[Natural-language object grounding data]
▶
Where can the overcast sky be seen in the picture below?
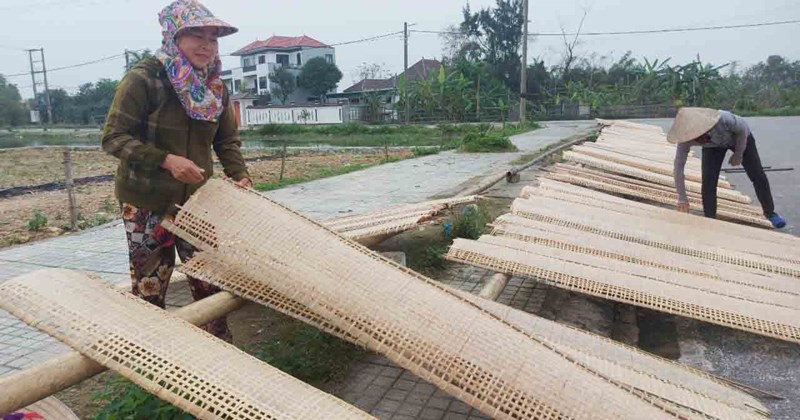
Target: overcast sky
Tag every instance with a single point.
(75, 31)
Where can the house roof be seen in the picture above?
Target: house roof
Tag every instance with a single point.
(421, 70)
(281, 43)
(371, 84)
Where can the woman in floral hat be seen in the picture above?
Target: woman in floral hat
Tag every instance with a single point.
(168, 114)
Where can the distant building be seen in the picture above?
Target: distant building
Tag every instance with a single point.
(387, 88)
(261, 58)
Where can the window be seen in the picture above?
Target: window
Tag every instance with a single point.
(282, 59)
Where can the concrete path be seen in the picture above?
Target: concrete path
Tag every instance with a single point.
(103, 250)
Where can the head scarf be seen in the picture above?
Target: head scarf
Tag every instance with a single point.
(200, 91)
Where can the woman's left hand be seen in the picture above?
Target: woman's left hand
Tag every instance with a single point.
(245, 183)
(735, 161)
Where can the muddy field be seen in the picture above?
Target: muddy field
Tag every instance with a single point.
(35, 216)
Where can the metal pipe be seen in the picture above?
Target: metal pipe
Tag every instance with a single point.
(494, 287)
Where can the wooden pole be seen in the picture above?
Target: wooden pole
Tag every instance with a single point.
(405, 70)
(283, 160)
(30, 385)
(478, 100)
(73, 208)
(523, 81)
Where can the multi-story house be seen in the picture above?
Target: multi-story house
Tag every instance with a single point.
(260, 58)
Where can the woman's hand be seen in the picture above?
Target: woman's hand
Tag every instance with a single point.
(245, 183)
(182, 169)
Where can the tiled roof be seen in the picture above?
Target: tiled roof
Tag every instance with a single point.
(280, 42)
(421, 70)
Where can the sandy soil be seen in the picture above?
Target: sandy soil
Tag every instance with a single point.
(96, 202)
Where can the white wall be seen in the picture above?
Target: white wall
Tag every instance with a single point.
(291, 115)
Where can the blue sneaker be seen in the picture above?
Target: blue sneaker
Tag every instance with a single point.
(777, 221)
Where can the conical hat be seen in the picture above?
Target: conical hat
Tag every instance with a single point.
◀
● **Task details**: Print every record exactly, without the pictures.

● **Task response**:
Where can the overcast sky be seen in the picture below?
Target: overcast sky
Tag every instance with a single point.
(75, 31)
Where can the house roof be seen in the picture above?
Target: house roof
Tag every instance with a single point.
(421, 70)
(281, 43)
(371, 84)
Where can the woman in floral hat be seen in the picture above?
Target: woman in floral hat
Tag every instance with a single point.
(168, 114)
Where can the distant building be seen in the picture above?
Target: distant building
Tag every instance with a single point.
(387, 88)
(261, 58)
Where can the window be seen in the picture above?
Target: window
Tag every instance with a single point.
(282, 59)
Where can the concrete path be seen in the picture above?
Target: concrete path
Tag every instance with a single point.
(103, 250)
Where can the head scarf be seen in the picture above?
Target: head scarf
Tag every instance with a single point.
(200, 91)
Where can the woman's left hand be seen in the picture above?
Target: woman's left hand
Tag every instance with a single point.
(245, 183)
(735, 161)
Where can the muddy field be seen in the picture above?
Target: muddy field
Tag every instance with a single point.
(35, 216)
Where can the metal pipe be seen in the picture above?
Target: metal pipe
Tag every instance with a single point.
(494, 287)
Where can the wooden pole be seen in the picture above?
Target: wooden pole
Tag every instance with a single point.
(405, 70)
(283, 160)
(30, 385)
(478, 100)
(73, 208)
(523, 81)
Where can the multi-story house be seen in the picture above?
Target: multi-story house
Tag every instance with a single point.
(260, 58)
Where can the woman's hand be seen in the picture above?
Target: woman's hand
Tag every instance with a single point.
(245, 183)
(182, 169)
Where can the tiled roof be seen in the picture above?
Target: tiled roof
Tag every instance with a single point.
(280, 42)
(421, 70)
Where can the sandy soil be seen in the picture above?
Target: sandy soil
Tag every instance with a single point.
(96, 202)
Where can the white wall be seen in the picture above?
Target: white wall
Tag every instance with a single point.
(291, 115)
Where can the blue sneaker be seen in the picture above?
Target: blue sneaker
Tag every instance with a single point.
(777, 221)
Where can the conical hat be seen in the picture above?
Target: conical hat
Tag every instance with a single point.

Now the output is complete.